-------- RECORDS FOR THE TASK --------

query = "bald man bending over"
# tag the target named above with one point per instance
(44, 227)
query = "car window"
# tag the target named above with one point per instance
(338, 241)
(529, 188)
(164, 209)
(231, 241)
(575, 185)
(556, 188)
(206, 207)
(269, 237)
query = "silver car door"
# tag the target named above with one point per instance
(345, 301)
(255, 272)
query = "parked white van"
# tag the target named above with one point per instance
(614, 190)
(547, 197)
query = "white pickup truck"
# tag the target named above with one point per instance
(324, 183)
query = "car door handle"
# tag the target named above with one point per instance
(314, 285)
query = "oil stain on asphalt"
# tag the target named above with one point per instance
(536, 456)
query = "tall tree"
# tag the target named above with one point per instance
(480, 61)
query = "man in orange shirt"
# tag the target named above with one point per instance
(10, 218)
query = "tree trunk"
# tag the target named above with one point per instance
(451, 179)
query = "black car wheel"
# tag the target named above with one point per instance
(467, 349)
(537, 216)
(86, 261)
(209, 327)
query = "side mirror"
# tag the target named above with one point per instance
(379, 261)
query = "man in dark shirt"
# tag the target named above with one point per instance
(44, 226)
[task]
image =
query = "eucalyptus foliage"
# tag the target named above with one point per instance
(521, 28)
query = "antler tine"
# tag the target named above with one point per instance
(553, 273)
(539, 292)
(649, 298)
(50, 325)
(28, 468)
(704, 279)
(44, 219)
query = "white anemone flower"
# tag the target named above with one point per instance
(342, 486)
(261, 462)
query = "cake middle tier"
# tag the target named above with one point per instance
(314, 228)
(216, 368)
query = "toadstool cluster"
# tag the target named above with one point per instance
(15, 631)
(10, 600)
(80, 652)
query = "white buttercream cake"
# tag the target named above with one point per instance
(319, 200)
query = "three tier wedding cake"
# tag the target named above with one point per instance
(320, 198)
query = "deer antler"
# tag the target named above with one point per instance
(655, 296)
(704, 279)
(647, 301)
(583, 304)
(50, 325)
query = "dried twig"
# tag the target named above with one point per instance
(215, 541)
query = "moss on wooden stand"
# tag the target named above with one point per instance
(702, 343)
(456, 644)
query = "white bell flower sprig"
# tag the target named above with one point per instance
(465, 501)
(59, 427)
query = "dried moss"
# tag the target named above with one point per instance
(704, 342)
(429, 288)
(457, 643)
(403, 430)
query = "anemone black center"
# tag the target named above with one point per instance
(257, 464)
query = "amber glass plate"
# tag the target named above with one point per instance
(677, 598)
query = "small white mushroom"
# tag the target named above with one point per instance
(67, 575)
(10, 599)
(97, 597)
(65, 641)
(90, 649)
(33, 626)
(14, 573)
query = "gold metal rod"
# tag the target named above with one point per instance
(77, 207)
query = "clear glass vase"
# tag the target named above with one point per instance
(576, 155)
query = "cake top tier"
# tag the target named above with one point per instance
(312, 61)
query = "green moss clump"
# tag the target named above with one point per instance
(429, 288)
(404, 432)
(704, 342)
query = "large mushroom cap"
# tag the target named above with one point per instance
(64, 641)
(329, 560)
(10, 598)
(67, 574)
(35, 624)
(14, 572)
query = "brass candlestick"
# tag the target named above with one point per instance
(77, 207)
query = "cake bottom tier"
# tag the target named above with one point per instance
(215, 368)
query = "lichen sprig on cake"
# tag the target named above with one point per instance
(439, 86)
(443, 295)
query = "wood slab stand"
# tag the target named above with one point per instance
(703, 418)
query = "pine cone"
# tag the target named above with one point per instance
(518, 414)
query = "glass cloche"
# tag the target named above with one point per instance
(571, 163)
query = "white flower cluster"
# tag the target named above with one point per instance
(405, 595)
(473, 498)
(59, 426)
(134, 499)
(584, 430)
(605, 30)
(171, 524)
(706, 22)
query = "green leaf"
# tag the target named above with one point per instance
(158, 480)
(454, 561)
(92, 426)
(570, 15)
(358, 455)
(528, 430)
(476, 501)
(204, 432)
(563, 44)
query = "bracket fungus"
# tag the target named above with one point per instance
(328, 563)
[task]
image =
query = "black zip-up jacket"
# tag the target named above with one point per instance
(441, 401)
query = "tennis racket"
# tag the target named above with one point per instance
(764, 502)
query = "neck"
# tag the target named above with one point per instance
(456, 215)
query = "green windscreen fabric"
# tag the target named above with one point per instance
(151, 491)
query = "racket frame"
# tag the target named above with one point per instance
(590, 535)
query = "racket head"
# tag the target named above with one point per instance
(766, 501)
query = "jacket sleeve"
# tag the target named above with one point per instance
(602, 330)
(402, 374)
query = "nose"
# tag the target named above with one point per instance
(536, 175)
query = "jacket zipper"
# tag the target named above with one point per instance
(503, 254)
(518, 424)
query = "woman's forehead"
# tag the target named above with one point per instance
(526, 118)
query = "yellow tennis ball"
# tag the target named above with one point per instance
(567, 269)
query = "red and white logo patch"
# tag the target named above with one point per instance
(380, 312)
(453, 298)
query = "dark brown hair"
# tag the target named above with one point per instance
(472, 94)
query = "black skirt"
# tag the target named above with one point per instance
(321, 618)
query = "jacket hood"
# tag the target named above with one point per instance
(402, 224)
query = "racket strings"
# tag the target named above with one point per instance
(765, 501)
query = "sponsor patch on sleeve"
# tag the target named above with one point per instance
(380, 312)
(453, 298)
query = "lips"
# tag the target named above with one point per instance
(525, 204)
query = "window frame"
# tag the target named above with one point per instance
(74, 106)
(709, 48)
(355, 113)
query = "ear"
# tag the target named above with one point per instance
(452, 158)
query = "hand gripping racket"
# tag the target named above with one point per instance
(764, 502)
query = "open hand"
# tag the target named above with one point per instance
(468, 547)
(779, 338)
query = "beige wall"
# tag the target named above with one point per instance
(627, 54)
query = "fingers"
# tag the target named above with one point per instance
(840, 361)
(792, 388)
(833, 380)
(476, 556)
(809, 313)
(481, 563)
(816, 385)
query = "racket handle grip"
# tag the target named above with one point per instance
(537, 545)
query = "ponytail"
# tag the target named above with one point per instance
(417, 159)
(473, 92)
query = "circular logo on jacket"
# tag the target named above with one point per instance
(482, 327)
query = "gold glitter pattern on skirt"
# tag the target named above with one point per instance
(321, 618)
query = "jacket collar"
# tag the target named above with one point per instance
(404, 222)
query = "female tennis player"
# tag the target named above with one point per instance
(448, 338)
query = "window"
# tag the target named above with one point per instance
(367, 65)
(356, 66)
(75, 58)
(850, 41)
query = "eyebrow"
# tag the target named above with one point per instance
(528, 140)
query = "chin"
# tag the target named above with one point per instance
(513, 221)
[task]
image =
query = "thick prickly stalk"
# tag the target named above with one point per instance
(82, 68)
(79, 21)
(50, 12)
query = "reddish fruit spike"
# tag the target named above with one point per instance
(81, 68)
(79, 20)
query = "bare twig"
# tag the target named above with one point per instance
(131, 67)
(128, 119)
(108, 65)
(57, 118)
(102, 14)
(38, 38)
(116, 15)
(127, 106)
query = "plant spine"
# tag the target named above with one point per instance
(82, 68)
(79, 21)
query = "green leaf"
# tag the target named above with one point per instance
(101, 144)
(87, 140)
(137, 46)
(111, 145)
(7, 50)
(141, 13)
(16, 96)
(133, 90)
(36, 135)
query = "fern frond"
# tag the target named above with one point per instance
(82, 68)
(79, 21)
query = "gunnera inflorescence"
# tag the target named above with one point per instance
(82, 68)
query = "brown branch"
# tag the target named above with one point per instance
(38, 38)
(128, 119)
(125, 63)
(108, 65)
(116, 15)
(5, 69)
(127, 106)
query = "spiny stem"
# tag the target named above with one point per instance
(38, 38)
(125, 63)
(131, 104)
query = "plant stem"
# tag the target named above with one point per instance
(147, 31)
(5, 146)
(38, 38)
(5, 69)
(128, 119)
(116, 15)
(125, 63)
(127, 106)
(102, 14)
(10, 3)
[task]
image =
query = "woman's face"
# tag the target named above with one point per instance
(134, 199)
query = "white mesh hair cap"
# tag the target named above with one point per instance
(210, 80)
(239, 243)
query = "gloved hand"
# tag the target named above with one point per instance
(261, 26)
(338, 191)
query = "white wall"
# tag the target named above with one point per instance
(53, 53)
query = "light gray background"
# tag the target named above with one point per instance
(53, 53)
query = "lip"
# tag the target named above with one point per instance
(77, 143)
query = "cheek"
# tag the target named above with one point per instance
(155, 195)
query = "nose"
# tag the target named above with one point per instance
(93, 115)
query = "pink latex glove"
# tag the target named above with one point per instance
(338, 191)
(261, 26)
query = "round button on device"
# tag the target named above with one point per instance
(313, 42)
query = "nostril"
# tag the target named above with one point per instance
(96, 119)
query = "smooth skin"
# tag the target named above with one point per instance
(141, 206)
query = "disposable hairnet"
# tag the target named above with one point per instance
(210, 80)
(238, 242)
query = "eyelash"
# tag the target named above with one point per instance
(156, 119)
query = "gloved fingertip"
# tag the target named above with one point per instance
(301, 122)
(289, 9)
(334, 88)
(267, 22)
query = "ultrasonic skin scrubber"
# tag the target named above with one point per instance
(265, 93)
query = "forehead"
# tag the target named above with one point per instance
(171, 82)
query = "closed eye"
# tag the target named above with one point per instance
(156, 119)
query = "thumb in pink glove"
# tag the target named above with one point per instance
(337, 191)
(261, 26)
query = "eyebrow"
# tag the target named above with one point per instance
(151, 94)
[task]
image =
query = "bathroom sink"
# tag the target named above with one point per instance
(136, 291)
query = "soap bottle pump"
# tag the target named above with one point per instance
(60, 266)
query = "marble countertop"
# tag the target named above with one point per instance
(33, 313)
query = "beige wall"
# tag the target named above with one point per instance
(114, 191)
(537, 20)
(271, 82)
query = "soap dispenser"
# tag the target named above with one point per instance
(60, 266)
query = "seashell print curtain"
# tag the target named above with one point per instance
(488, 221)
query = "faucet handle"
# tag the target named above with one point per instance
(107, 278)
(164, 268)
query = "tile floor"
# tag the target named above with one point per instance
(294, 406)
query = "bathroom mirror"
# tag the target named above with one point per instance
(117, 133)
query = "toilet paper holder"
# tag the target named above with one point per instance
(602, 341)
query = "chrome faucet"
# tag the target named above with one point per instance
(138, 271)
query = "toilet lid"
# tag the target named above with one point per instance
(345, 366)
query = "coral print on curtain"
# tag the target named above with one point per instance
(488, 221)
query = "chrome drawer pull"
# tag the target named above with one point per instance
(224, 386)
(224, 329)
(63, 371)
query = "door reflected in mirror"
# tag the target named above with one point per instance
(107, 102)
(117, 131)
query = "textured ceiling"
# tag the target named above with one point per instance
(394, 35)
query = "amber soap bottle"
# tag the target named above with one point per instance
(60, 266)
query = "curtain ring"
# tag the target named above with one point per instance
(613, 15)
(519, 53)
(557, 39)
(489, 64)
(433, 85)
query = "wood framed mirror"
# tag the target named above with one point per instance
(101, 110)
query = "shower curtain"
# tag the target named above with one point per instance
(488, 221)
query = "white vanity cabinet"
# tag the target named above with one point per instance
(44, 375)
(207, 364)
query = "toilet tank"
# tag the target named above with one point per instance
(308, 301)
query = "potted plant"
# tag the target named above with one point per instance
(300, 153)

--------

# ASSIGNMENT:
Work out how many lines in the material above hold the string "white", and reply with the number only.

# ANSWER TO THE EXERCISE:
11